▽
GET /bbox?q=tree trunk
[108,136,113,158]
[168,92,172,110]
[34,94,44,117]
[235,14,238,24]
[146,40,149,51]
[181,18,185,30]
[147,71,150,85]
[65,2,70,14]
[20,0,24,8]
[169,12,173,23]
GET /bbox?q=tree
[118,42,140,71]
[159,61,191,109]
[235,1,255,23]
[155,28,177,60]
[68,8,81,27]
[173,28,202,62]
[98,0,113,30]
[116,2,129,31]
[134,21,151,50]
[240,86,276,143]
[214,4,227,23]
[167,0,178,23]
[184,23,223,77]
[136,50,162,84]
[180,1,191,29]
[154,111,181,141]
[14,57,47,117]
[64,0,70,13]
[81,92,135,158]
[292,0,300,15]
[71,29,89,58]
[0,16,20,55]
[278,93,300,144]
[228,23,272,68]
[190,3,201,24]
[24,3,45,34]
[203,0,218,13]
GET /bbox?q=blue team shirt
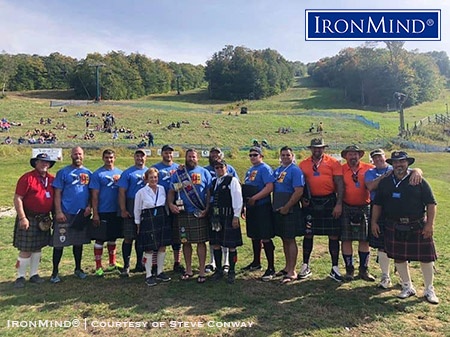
[53,165,92,214]
[364,165,393,201]
[152,162,179,192]
[204,164,238,180]
[170,166,212,213]
[244,162,275,205]
[273,163,305,193]
[117,166,148,198]
[89,166,123,212]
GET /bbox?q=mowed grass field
[0,79,449,337]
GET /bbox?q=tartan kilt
[384,220,437,262]
[13,215,50,251]
[176,213,209,244]
[89,212,123,241]
[137,207,172,251]
[209,214,243,248]
[245,203,275,240]
[123,198,137,240]
[170,212,181,245]
[304,195,341,236]
[369,220,387,249]
[274,206,304,239]
[51,213,91,248]
[340,204,370,242]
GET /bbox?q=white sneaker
[424,286,439,304]
[397,286,416,299]
[298,263,312,279]
[378,274,392,289]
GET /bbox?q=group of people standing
[12,140,439,304]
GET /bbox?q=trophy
[173,182,185,211]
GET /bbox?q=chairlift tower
[89,63,106,102]
[394,92,408,137]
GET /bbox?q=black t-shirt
[373,173,436,219]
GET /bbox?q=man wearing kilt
△
## TASK OBJECTIVE
Where pictures occur in the material above, omit them and return everything else exactly.

## EXPECTED ANSWER
GET /bbox?q=tree trunk
[108,136,113,158]
[168,92,172,110]
[34,94,44,117]
[235,14,238,24]
[146,40,149,51]
[181,18,185,30]
[147,71,150,85]
[65,2,70,14]
[20,0,24,8]
[169,12,173,23]
GET /bbox?q=tree
[118,42,140,71]
[159,61,191,109]
[235,1,255,23]
[155,28,177,60]
[68,8,81,27]
[173,28,202,62]
[98,0,113,30]
[116,2,129,31]
[134,21,151,50]
[240,86,276,143]
[214,4,227,23]
[167,0,178,23]
[184,23,223,77]
[136,50,162,84]
[180,1,191,29]
[154,111,181,141]
[14,57,47,117]
[64,0,70,13]
[81,92,135,158]
[292,0,300,15]
[71,29,89,58]
[0,16,20,55]
[278,93,300,144]
[228,23,272,68]
[190,3,201,24]
[24,3,45,34]
[203,0,218,13]
GET /bbox?q=blue team shirt
[53,165,92,214]
[364,165,393,201]
[152,162,179,192]
[204,164,238,180]
[170,166,212,213]
[244,162,275,205]
[273,163,305,193]
[117,166,148,198]
[89,166,123,212]
GET /bbox?q=mowed grass field
[0,79,449,337]
GET /bbox?q=tartan kilt
[384,220,437,262]
[13,215,50,251]
[176,213,209,244]
[89,212,123,241]
[137,207,172,251]
[209,214,243,248]
[245,203,275,240]
[123,198,137,240]
[170,212,181,245]
[304,195,341,236]
[369,220,387,249]
[274,206,304,239]
[51,213,91,248]
[340,204,370,242]
GET /bbox?q=white sneaker
[424,286,439,304]
[397,286,416,299]
[298,263,312,279]
[378,274,392,289]
GET /bbox?q=group of people standing
[12,140,439,304]
GET /bbox?q=trophy
[173,182,185,211]
GET /bbox?q=chairlift tower
[89,63,106,102]
[394,92,408,137]
GET /bbox?q=black t-shirt
[373,173,436,219]
GET /bbox?q=man wearing kilt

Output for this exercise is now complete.